→ Task objective
All lines from the line containing "Tag one spot per instance of the wooden" up to and including the last line of the listing below should be echoed exactly; no other lines belong in the response.

→ Records provided

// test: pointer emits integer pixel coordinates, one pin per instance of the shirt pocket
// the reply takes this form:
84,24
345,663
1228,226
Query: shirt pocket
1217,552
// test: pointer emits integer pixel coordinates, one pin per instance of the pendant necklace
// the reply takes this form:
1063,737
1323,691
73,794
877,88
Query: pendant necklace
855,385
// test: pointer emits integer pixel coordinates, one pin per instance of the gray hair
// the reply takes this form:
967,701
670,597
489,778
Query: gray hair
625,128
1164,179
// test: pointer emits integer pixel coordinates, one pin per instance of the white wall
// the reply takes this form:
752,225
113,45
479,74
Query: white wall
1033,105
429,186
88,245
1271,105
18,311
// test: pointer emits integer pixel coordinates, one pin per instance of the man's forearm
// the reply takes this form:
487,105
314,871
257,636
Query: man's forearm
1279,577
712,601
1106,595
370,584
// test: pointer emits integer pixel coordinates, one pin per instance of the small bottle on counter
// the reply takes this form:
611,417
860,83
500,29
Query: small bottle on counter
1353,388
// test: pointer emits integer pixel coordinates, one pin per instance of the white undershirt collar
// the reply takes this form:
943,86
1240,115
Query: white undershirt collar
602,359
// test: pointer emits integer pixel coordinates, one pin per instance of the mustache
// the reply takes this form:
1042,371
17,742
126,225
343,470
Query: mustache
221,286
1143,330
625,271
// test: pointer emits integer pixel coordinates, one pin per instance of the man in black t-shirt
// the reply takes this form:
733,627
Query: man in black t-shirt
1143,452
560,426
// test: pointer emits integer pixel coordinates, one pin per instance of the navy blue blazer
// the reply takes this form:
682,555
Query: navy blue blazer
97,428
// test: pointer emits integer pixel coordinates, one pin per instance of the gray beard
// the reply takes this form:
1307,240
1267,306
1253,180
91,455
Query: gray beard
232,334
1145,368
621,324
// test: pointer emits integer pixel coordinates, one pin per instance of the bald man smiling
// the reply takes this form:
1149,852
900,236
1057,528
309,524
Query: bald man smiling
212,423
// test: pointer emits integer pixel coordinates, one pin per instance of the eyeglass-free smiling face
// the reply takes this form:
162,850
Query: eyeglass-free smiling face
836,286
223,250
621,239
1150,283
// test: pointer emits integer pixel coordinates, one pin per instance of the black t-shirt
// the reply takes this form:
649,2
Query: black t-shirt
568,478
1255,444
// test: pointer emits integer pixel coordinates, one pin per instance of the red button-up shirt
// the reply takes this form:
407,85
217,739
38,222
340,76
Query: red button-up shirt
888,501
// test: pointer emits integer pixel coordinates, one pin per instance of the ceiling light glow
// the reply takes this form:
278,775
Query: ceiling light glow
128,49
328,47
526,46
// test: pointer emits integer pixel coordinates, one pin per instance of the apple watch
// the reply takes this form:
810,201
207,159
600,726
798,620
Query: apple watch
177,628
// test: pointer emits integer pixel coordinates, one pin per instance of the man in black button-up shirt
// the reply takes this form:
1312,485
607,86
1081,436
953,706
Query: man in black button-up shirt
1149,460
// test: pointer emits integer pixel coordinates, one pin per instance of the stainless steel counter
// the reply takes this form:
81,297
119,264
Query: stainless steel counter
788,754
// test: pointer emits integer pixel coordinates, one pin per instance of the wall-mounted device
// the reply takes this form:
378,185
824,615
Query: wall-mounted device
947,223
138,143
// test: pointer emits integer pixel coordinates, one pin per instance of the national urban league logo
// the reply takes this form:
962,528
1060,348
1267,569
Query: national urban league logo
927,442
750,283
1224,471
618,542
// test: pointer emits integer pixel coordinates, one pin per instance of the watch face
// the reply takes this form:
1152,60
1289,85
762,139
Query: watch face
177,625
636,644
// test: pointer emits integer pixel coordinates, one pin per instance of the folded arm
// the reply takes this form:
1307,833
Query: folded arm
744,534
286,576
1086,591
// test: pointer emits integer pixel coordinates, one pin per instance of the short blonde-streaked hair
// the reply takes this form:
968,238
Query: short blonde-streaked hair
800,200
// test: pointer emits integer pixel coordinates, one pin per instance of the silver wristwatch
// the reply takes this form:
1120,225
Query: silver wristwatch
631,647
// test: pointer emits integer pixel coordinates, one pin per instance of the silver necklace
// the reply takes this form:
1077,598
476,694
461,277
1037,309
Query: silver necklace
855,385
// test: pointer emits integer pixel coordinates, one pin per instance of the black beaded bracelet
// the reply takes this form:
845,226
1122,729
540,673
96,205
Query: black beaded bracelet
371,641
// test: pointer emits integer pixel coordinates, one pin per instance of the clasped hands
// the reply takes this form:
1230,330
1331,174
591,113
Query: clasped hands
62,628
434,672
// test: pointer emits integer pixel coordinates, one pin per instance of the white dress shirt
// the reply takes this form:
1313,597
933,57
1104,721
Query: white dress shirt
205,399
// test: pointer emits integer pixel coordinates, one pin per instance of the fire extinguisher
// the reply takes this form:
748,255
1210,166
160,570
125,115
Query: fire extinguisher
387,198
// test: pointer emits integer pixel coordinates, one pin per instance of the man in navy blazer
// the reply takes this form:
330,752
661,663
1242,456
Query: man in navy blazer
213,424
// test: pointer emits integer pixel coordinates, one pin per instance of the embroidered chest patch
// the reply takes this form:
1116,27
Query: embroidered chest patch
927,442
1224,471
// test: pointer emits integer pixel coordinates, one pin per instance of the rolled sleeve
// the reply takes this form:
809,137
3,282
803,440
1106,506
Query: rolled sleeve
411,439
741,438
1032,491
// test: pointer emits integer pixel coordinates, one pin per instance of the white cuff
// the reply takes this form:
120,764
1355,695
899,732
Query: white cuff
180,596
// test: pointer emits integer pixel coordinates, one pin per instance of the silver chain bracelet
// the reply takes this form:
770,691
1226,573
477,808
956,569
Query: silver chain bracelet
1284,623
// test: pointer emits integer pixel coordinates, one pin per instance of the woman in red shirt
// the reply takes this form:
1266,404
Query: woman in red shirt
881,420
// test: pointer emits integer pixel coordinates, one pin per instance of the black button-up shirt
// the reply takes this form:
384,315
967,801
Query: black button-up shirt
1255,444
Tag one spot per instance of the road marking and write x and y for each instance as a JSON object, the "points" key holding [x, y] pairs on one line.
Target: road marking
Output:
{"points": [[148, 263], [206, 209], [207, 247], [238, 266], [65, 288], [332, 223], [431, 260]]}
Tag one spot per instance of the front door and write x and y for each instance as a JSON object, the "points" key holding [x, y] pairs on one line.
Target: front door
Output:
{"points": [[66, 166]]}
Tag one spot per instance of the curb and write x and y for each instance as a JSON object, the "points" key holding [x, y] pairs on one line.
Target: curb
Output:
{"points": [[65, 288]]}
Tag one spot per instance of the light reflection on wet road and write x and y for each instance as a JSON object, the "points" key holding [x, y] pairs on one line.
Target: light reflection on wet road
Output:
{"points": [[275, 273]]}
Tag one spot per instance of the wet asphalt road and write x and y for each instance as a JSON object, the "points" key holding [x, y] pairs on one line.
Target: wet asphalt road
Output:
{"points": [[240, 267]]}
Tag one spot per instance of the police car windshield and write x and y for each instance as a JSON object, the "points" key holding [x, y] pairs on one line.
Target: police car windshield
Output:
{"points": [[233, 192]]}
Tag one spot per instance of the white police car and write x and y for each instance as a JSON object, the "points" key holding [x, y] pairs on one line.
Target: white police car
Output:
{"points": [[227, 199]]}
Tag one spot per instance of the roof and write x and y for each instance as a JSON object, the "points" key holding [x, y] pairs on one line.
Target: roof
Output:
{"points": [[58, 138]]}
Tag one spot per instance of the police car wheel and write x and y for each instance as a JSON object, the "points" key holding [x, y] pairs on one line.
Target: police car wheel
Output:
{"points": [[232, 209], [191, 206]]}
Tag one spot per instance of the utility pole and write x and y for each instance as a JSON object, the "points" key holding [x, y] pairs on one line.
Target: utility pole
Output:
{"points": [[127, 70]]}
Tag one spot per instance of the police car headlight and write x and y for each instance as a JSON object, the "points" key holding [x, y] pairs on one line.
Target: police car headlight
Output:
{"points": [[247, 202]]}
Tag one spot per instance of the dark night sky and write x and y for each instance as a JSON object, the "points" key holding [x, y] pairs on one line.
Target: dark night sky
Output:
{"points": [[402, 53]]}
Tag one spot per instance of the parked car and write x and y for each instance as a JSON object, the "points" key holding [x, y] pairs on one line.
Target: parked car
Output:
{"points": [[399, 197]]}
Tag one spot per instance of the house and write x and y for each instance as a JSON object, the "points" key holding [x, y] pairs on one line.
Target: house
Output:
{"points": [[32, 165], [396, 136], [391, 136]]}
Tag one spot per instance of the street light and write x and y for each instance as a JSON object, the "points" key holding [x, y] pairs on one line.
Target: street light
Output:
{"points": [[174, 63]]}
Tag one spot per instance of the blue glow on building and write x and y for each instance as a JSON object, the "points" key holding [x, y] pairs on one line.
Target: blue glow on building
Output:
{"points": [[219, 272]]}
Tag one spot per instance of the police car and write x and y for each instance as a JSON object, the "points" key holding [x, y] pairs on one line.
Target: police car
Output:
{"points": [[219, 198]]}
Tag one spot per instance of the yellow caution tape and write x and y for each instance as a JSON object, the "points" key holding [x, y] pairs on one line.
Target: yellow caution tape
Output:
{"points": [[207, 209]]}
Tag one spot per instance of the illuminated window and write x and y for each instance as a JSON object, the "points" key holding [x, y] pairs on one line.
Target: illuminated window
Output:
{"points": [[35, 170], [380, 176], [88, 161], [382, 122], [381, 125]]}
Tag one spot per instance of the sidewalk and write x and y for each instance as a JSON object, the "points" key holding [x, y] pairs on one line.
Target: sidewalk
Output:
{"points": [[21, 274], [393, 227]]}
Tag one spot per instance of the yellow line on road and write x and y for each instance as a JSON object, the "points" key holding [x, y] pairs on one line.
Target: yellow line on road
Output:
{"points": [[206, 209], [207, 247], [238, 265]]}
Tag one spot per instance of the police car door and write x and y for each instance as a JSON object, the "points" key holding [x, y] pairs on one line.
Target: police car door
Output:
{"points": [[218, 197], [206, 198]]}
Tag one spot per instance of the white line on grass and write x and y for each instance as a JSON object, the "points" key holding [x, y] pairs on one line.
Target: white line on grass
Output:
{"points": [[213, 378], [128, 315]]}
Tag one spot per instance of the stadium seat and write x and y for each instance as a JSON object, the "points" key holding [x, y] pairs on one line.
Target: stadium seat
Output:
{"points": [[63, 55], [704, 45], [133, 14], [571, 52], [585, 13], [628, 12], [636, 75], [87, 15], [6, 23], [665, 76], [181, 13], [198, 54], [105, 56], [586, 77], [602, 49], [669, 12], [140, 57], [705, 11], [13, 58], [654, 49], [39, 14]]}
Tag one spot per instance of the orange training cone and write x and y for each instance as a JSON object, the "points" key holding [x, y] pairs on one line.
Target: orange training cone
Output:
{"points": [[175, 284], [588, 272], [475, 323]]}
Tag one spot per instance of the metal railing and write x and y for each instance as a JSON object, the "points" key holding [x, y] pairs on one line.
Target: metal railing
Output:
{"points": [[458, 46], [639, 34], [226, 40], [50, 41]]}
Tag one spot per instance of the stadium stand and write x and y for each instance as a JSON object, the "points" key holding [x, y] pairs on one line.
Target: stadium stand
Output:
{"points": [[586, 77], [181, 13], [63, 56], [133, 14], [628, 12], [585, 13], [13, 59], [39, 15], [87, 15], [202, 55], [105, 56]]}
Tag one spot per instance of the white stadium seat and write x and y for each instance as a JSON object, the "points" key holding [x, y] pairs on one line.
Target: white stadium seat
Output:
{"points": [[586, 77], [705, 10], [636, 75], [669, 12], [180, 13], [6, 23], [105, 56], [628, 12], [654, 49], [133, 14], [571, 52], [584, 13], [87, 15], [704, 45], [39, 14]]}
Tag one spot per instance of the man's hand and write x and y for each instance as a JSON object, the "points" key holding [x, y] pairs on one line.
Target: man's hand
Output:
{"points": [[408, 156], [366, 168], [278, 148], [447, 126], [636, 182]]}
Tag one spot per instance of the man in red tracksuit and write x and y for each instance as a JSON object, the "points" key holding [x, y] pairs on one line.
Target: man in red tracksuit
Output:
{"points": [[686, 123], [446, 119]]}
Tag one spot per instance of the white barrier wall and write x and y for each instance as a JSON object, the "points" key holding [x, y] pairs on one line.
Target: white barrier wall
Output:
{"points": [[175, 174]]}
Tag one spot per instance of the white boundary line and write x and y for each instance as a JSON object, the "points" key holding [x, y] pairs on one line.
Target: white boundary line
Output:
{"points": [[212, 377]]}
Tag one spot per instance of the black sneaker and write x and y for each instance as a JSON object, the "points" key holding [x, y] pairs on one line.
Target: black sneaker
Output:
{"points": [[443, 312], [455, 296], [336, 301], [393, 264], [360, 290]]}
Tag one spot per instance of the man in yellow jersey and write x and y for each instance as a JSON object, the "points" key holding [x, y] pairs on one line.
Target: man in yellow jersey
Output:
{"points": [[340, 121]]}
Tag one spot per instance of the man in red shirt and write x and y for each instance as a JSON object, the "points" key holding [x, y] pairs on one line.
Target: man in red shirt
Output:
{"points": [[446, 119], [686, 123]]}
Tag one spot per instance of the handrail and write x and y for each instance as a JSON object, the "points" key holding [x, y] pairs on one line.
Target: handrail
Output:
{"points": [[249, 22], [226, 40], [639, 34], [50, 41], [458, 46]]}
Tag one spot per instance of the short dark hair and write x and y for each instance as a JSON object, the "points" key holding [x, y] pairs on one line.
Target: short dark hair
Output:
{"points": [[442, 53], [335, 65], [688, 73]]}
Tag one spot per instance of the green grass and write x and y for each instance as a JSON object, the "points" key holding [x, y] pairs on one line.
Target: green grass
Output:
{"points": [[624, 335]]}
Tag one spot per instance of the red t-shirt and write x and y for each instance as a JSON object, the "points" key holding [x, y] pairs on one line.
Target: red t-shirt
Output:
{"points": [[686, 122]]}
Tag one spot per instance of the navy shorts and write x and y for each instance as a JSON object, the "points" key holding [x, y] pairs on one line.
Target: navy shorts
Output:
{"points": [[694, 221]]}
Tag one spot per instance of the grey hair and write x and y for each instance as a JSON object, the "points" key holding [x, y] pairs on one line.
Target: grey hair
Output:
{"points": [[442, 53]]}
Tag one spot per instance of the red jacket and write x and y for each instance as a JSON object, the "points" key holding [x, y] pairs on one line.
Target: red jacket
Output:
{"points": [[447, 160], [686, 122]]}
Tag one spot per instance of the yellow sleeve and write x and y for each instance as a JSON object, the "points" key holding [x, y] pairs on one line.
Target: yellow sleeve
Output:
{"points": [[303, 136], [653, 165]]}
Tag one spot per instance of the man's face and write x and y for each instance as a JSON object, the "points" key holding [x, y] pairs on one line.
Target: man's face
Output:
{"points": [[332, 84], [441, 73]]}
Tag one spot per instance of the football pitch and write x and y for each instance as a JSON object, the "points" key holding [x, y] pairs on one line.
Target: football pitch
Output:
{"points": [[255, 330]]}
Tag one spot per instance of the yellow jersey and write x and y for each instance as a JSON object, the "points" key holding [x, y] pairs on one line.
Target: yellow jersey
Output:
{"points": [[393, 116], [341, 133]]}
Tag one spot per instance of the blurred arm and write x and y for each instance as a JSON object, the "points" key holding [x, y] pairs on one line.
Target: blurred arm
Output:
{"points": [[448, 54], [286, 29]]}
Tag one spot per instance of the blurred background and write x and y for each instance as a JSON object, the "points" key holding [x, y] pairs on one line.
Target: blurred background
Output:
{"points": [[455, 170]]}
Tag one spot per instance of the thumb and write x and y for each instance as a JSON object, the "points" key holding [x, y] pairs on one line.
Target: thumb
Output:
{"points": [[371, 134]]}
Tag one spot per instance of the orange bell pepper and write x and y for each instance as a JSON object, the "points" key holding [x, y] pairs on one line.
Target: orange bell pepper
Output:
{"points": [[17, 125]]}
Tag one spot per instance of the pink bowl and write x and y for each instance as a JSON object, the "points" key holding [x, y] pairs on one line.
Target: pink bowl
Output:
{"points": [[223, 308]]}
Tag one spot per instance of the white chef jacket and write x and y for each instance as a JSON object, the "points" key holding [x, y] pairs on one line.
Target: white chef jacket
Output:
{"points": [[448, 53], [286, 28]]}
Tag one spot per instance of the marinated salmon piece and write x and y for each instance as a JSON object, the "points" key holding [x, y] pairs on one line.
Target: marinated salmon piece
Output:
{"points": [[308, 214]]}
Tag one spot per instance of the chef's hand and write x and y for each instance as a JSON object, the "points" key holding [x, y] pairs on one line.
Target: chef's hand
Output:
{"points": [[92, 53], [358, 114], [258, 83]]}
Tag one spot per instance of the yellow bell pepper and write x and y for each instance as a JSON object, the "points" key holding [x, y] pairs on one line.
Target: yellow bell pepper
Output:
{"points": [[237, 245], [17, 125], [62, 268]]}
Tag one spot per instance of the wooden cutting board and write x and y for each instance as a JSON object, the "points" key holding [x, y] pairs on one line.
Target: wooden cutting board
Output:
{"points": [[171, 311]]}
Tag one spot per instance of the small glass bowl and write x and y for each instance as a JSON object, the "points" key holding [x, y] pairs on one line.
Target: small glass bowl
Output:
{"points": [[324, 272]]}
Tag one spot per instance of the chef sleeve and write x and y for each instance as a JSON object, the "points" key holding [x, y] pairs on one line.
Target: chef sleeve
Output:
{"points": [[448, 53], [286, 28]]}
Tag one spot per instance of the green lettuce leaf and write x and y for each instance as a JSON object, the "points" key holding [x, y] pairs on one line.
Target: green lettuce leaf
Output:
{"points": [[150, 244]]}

→ Task response
Tag one spot per instance of the wooden cutting board and write x and y for each instance as a JSON object, the "points" key holding [x, y] pairs on one line.
Target: wooden cutting board
Output:
{"points": [[171, 311]]}
Tag one spot per instance of the small glass bowl and write x and y for each instance as a JSON object, the "points" key holding [x, y] pairs on one line.
Target: small glass bowl
Output:
{"points": [[324, 272]]}
Tag one spot per instance of the chef sleeve and write x and y for each instance as a JSON object, the "points" key holding [x, y] pairs on one line.
Target: chef sleeve
Output:
{"points": [[448, 53], [286, 28]]}
Tag one spot per instance of the green lettuce leaf and write x and y for each instance as a JSON object, the "points" key holding [x, y] pairs on one line.
Target: green lettuce leaf
Output:
{"points": [[150, 244]]}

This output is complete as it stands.